Stored dataset items
------------------------------------

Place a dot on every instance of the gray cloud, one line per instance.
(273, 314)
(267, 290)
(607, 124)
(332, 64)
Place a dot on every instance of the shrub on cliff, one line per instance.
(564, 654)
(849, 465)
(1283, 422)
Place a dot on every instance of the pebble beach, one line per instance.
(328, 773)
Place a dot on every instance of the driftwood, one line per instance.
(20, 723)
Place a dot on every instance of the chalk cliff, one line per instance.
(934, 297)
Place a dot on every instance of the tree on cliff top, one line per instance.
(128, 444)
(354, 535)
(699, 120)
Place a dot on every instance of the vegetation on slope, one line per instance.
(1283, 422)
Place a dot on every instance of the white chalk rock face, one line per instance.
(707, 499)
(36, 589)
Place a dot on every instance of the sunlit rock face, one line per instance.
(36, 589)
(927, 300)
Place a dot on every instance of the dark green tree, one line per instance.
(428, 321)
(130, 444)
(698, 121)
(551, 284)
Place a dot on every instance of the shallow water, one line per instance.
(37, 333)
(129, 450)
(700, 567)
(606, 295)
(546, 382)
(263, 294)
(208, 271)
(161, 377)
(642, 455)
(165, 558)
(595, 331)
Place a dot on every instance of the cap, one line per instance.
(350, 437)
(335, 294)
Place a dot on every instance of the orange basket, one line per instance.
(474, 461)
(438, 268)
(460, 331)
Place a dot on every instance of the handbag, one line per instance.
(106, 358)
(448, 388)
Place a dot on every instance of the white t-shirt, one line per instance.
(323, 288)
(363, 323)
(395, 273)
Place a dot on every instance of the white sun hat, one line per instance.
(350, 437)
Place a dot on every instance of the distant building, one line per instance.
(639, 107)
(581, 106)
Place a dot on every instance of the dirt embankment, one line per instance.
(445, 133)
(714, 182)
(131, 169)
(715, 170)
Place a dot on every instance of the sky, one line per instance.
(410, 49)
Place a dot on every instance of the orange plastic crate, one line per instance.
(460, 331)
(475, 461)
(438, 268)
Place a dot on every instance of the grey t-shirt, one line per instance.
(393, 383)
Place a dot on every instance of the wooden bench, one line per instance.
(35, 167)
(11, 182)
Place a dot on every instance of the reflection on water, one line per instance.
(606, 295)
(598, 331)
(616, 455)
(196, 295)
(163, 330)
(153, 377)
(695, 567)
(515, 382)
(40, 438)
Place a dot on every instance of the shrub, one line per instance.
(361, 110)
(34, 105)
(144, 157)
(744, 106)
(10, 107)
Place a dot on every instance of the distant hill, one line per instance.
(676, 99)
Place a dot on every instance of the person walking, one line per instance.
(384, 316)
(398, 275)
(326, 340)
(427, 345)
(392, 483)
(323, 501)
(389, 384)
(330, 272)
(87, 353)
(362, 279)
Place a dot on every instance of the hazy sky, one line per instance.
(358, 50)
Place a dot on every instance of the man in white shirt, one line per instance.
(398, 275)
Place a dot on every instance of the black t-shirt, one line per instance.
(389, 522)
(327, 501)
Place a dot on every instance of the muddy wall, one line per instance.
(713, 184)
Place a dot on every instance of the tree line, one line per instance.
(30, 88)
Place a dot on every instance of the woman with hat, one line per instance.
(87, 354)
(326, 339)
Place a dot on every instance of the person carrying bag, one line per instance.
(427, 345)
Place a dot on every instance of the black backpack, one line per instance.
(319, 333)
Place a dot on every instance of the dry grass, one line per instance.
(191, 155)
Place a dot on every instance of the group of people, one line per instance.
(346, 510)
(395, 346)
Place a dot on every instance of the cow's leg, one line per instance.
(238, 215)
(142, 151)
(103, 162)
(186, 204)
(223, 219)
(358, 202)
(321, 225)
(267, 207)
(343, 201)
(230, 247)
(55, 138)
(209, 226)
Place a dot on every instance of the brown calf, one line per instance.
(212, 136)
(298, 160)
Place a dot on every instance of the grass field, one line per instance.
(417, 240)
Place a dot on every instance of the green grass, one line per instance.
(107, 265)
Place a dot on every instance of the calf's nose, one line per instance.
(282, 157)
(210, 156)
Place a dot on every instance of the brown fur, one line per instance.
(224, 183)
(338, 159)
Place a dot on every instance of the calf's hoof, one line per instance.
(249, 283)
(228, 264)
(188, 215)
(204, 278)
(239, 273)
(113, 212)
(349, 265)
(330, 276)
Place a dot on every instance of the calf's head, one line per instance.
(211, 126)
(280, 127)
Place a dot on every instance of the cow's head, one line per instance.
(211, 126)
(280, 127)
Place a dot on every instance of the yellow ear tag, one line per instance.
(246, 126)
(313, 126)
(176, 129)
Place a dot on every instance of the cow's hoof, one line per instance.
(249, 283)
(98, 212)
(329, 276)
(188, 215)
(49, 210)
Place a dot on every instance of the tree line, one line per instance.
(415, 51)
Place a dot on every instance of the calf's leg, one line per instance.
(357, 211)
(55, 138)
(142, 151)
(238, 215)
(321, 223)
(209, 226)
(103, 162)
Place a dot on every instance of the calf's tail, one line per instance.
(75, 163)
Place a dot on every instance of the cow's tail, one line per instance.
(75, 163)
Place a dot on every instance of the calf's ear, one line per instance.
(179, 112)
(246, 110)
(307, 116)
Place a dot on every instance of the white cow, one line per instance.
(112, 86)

------------------------------------

_Written instruction_
Render the items as a Markdown table with columns Row and Line, one numbered row per line and no blank lines. Start at the line containing "Place a dot on every instance of the white cow, one" and continue through the end of the items.

_Exercise solution_
| Row | Line |
|---|---|
| 1 | Place a dot on every instance of the white cow, one line per instance. |
| 2 | (112, 86) |